Les familles affluent en cet été torride à Marineland, plus grand parc marin d’Europe, pour y observer les pirouettes synchronisées des dauphins et orques. Malgré son succès populaire, le parc est sur la défensive face aux militants «anti-delphinariums».
Quelque 500 défenseurs des animaux venus de toute la France ont manifesté à la mi-juillet aux abords du parc d’Antibes (Alpes-Maritimes), prônant le boycott. «C’est bien un zoo marin dans lequel les orques et les dauphins n’ont pas plus de place pour se mouvoir qu’un poisson rouge dans un lavabo!», assenait un collectif animalier local, dénonçant des «dresseurs avec carottes et bâtons».
Samedi, au pic de l’affluence aoûtienne, un nouveau rassemblement est prévu. Depuis plus d’un an, les réseaux sociaux se déchaînent aussi contre la vingtaine de delphinariums de la planète.
La diffusion en 2013 aux États-Unis du documentaire «Blackfish» avait lancé un vif débat sur la captivité des orques. La célèbre entreprise américaine de parcs aquatiques SeaWorld, dont les revenus avaient diminué l’année suivante, a depuis entamé des travaux d’agrandissement de ses bassins.
Dans ce contexte, c’est l’émoi à Marineland, où travaillent notamment 50 «soigneurs», amoureux de leurs animaux. «La captivité est un fait, il faut faire en sorte que ça se passe bien», rétorque le directeur animalier du parc, Jon Kershaw. «Nés en captivité et habitués à être nourris, nos animaux marins ne survivraient pas s’ils étaient lâchés en mer».
La direction distribue désormais un long document répondant aux critiques récurrentes. Elle souligne que la capture de cétacés en milieu naturel est bannie en Europe et que 90% des mammifères marins de Marineland sont nés en parcs, elle affirme que l’espérance de vie moyenne des orques (entre 25 et 30 ans) est semblable en milieu artificiel et naturel.
::::::::
> **CONSIGNES**:
1. Dans l'article sur Marineland, recopiez le passage compris entre « Quelque 500 défenseurs » et « de ses bassins. », inclus, en remplaçant « manifesté » par « défilé ».
2. Relevez tous les noms de lieux géographiques (pays, continent, ville, département) cités dans l'article sur Marineland.
3. Poursuivez l'article sur Marineland après sa dernière phrase.

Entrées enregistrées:
::::::::
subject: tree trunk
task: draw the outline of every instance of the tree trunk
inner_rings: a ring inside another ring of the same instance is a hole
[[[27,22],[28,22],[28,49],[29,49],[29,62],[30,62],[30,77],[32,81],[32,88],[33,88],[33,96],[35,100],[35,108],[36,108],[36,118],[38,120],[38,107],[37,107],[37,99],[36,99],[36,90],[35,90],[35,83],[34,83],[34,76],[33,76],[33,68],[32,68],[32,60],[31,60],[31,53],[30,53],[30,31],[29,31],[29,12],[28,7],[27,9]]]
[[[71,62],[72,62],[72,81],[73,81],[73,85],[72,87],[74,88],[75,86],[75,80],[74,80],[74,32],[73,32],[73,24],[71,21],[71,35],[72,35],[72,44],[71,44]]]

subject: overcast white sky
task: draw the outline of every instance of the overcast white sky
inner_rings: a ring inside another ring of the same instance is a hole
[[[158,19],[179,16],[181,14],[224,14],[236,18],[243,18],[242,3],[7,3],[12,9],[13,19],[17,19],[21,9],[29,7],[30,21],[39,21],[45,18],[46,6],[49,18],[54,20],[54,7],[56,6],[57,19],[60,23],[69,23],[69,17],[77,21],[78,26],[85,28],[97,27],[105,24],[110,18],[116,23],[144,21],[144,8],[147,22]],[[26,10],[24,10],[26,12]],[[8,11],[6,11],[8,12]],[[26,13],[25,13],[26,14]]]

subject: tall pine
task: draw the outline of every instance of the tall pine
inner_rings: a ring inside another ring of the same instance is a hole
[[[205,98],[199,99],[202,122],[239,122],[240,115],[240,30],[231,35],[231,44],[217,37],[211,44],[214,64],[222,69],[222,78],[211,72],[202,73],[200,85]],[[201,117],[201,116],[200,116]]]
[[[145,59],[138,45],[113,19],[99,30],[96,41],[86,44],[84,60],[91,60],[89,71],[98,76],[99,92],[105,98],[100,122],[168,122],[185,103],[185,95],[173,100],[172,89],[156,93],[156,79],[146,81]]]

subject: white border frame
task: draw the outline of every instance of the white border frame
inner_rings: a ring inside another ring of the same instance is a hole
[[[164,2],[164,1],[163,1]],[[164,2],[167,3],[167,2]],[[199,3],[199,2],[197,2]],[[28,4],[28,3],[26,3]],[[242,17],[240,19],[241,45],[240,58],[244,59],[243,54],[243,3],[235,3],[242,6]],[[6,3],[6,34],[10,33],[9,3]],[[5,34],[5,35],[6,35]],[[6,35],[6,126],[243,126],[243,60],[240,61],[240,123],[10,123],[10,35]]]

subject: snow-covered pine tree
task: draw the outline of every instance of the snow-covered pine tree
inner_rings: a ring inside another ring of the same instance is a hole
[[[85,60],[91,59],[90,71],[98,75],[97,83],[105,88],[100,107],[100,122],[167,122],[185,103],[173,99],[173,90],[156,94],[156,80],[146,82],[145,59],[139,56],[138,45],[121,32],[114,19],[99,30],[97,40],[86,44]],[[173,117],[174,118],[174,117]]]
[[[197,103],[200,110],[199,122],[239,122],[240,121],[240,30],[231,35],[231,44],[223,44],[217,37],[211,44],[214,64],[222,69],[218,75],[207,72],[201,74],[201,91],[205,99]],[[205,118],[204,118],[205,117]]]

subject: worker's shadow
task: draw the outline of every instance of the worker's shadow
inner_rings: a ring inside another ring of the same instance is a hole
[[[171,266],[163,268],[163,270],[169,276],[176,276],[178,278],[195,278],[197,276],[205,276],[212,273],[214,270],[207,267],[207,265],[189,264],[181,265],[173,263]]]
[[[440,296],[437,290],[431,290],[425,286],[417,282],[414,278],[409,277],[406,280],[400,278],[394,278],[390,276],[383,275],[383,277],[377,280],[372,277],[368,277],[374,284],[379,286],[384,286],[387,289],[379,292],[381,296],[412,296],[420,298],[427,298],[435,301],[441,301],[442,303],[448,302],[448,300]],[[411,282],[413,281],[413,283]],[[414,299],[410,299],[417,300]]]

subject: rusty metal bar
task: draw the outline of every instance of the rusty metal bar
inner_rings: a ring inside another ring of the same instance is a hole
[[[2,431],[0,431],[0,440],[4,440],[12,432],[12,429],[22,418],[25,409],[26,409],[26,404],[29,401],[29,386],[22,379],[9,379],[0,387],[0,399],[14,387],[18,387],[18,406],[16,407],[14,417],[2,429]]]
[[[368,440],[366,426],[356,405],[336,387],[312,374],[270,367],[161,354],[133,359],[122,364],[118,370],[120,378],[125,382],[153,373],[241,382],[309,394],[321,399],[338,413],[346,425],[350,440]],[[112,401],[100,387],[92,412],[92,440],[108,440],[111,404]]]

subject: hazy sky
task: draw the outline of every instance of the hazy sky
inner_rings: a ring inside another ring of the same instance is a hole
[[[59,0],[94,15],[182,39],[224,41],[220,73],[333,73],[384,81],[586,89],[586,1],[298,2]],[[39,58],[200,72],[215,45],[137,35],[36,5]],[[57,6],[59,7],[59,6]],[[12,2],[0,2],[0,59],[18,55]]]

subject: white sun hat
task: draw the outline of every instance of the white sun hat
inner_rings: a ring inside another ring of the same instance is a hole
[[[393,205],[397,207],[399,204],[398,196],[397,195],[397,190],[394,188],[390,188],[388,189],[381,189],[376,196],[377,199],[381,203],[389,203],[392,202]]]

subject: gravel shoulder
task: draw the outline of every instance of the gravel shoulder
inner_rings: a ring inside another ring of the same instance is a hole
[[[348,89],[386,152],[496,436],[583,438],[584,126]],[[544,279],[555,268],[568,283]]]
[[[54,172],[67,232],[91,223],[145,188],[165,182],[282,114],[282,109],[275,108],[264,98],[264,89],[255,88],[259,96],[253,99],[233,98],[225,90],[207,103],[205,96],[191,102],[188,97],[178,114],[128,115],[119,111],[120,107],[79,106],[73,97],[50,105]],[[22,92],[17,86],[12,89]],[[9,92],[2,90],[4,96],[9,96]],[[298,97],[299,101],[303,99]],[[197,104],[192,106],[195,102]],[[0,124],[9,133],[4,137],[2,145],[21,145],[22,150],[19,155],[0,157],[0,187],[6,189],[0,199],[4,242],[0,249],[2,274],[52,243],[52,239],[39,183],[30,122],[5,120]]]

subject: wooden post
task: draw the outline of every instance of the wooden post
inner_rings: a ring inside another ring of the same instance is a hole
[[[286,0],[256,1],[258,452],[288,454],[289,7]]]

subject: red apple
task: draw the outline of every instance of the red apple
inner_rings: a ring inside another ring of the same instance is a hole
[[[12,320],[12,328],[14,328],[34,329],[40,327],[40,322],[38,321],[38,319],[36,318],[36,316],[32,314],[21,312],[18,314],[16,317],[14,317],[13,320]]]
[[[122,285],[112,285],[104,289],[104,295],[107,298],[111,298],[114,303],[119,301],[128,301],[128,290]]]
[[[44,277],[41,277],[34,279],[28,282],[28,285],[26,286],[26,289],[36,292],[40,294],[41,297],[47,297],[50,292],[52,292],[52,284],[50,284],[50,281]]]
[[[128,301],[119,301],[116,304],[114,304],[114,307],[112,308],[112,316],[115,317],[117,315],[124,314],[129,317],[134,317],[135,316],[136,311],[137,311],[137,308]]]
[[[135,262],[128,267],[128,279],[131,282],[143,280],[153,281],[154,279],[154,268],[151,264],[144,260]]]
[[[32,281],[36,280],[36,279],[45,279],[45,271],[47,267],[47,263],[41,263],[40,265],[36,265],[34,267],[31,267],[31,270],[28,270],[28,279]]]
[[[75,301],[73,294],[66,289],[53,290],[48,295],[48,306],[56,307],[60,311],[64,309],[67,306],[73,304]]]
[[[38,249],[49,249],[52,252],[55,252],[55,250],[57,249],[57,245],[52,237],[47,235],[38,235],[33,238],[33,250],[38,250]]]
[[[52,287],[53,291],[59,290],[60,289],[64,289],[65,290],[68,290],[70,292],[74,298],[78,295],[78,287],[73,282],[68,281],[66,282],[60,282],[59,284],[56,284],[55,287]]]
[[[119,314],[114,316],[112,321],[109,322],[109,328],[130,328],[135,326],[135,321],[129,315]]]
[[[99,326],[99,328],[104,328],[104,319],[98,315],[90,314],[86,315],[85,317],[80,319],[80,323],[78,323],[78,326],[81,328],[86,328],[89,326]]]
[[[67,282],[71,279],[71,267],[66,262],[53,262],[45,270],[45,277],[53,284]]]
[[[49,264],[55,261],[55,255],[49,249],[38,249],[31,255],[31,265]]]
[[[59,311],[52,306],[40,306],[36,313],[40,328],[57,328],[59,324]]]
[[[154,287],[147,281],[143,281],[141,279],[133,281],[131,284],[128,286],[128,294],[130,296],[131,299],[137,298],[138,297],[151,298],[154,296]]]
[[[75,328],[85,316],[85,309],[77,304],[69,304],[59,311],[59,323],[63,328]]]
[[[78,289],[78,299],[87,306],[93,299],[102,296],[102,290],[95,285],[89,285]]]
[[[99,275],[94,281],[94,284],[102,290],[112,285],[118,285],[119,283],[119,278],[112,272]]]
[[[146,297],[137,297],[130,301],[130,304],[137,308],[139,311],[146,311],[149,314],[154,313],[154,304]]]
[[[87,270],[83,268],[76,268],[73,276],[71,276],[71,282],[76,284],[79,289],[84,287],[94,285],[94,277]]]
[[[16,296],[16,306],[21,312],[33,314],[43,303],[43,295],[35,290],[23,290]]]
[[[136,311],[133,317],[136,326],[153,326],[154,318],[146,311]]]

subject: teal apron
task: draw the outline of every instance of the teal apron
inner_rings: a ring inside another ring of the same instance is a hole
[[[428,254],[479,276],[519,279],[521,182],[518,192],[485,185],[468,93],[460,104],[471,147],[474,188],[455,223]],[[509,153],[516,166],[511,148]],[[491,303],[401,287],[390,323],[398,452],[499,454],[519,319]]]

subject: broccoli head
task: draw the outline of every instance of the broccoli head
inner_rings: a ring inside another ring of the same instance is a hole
::::::::
> **RÉPONSES**:
1.
Quelque 500 défenseurs des animaux venus de toute la France ont défilé à la mi-juillet aux abords du parc d’Antibes (Alpes-Maritimes), prônant le boycott. «C’est bien un zoo marin dans lequel les orques et les dauphins n’ont pas plus de place pour se mouvoir qu’un poisson rouge dans un lavabo!», assenait un collectif animalier local, dénonçant des «dresseurs avec carottes et bâtons».
Samedi, au pic de l’affluence aoûtienne, un nouveau rassemblement est prévu. Depuis plus d’un an, les réseaux sociaux se déchaînent aussi contre la vingtaine de delphinariums de la planète.
La diffusion en 2013 aux États-Unis du documentaire «Blackfish» avait lancé un vif débat sur la captivité des orques. La célèbre entreprise américaine de parcs aquatiques SeaWorld, dont les revenus avaient diminué l’année suivante, a depuis entamé des travaux d’agrandissement de ses bassins.

2. Europe, France, Antibes, Alpes-Maritimes, États-Unis

3.
La plus vieille orque de Marineland, Freya, est morte d’une maladie en juin, après 32 ans dans le parc. Les analyses des experts seront publiques. «On a pas envie de laisser les gens dire n’importe quoi, on fait les choses avec passion», insiste Delphine Dutoit, chargée de la communication.
«Les animaux ont besoin de défis»
Jon Kershaw, qui a commencé sa carrière de soigneur dans les années 70 en Grande-Bretagne, explique que les pratiques ont beaucoup évolué. «J’ai fait toutes les conneries qu’on nous reproche aujourd’hui!»
«Au début, on utilisait la nourriture pour motiver les cétacés, ça marchait le matin, l’après-midi plus du tout. L’animal regardait le seau à nourriture et pas le soigneur. Les animaux ont besoin de défis intellectuels, ils sont heureux si on leur donne une raison de vivre et ils doivent évoluer en permanence», dit-il.
Leur motivation pour participer aux spectacles? «Leur besoin de réussir, de devenir dominants pour se reproduire». «Ils sont nourris toute la journée en fonction de leurs besoins définis par un vétérinaire, la nourriture n’est jamais utilisée comme une arme», précise-t-il.
Marineland met en avant son travail pédagogique annuel auprès de 30.000 enfants scolarisés, sensibilisés à la protection des cétacés.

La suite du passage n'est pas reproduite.